=== Material for this exercise ===
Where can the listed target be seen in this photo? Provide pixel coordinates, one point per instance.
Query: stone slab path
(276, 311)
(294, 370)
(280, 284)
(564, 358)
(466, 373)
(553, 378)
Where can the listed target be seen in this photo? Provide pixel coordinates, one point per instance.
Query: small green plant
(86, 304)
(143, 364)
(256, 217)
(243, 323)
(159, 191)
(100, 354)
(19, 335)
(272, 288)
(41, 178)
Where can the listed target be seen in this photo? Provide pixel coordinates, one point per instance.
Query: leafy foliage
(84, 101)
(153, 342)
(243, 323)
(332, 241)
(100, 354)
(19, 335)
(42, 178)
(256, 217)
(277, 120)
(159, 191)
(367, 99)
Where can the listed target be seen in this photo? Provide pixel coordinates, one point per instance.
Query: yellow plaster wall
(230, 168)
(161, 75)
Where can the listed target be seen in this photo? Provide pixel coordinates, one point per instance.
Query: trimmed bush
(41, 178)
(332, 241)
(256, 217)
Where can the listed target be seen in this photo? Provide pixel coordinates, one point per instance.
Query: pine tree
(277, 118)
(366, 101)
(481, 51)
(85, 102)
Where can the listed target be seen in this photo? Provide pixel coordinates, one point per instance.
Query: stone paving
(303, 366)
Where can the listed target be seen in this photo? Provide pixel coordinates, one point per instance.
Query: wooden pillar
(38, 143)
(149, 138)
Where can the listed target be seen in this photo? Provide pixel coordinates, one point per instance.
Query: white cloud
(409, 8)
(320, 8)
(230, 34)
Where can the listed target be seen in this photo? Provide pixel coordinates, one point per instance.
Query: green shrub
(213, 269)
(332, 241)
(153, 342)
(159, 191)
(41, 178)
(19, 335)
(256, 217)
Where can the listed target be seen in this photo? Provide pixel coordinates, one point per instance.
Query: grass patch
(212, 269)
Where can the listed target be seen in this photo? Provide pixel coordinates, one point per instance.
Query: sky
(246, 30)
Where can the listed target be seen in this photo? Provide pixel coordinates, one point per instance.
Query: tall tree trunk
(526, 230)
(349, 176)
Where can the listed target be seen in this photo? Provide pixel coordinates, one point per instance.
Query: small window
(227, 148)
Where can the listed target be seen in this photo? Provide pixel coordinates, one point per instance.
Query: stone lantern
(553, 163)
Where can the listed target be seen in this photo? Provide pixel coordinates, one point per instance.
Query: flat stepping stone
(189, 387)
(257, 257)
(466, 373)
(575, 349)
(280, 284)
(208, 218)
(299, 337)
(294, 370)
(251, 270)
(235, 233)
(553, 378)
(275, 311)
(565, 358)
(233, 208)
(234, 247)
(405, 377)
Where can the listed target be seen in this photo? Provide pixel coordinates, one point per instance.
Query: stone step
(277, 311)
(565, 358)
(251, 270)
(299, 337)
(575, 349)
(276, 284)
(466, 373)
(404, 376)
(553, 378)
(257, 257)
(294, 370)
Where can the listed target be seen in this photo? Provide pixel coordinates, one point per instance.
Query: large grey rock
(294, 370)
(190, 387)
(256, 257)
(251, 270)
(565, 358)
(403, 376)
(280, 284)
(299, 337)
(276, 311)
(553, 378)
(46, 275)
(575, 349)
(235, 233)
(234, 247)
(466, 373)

=== Your instructions ===
Could you retype all of the records above exactly as they appear?

=== Result of the exercise ===
Where can the listed target be seen in this photo? Provide pixel coordinates, one point per instance.
Query: stone slab path
(276, 311)
(294, 370)
(280, 284)
(564, 358)
(466, 373)
(553, 378)
Where can the listed target be seen in this photo? Provide pixel coordinates, one point per instance.
Query: small green plant
(86, 304)
(143, 364)
(256, 217)
(243, 323)
(159, 191)
(100, 354)
(19, 335)
(272, 288)
(41, 178)
Where can the listed target be seen in this photo? Provide pixel coordinates, one point per instance.
Query: leafy foliage
(84, 101)
(153, 342)
(243, 323)
(332, 241)
(100, 354)
(19, 335)
(42, 178)
(256, 217)
(277, 120)
(159, 191)
(367, 99)
Where can the listed target be seen in this photo? Provide pixel coordinates, one point per instance.
Query: yellow plaster wall
(230, 168)
(161, 75)
Where can the listed target be seen in this photo? Provide pixel coordinates, one point per instance.
Query: trimmed bush
(41, 178)
(332, 241)
(256, 217)
Where can the listed target be seen in this photo? Provide pixel coordinates, one point per instance.
Query: pine tree
(277, 118)
(366, 101)
(481, 51)
(85, 102)
Where can the listed target be seen in this photo? Provide pixel coordinates, one point per instance.
Query: stone paving
(303, 366)
Where can the listed target be seen in this photo? Provide pixel coordinates, one point per instance.
Query: wooden pillar
(38, 143)
(149, 138)
Where can the listed target be seen in this photo? Provide pixel coordinates, one point per instance.
Query: white cloud
(409, 8)
(320, 8)
(230, 34)
Where can the listed target be seen in this photo? Provide pixel coordinates, one point per instance.
Query: green shrub
(213, 269)
(332, 241)
(153, 342)
(159, 191)
(41, 178)
(19, 335)
(256, 217)
Where can the listed target be seen in this photo? Provide pixel coordinates, one point per instance.
Query: grass patch
(212, 269)
Where can the listed target be seen in this photo? Provide pixel coordinates, one point per instance.
Query: sky
(246, 30)
Where can the listed target be seen in this photo? Provide pixel coordinates, one point per instance.
Query: tall tree trunk
(526, 230)
(349, 176)
Where can the listed target be seen in this photo? Provide pixel coordinates, one point per instance.
Query: small window
(227, 148)
Where can the listed target be seen in this photo? Provide pixel coordinates, one point per instance.
Query: stone lantern
(553, 163)
Where can the listed target be seen in this photo? Provide pixel coordinates, one point per instance.
Query: flat stepping stone
(189, 387)
(257, 257)
(466, 373)
(575, 349)
(280, 284)
(208, 218)
(299, 337)
(294, 370)
(251, 270)
(235, 233)
(553, 378)
(275, 311)
(565, 358)
(233, 208)
(234, 247)
(405, 377)
Where can the listed target be seen in this photo? Provide pixel coordinates, one point per instance.
Query: stone step
(277, 311)
(565, 358)
(251, 270)
(299, 337)
(575, 349)
(276, 284)
(466, 373)
(404, 376)
(553, 378)
(257, 257)
(294, 370)
Where can the listed target be seen in this photo? Provide pixel coordinates, one point per instance.
Query: large grey rock
(294, 370)
(190, 387)
(256, 257)
(251, 270)
(565, 358)
(403, 376)
(280, 284)
(299, 337)
(276, 311)
(553, 378)
(46, 275)
(575, 349)
(235, 233)
(234, 247)
(466, 373)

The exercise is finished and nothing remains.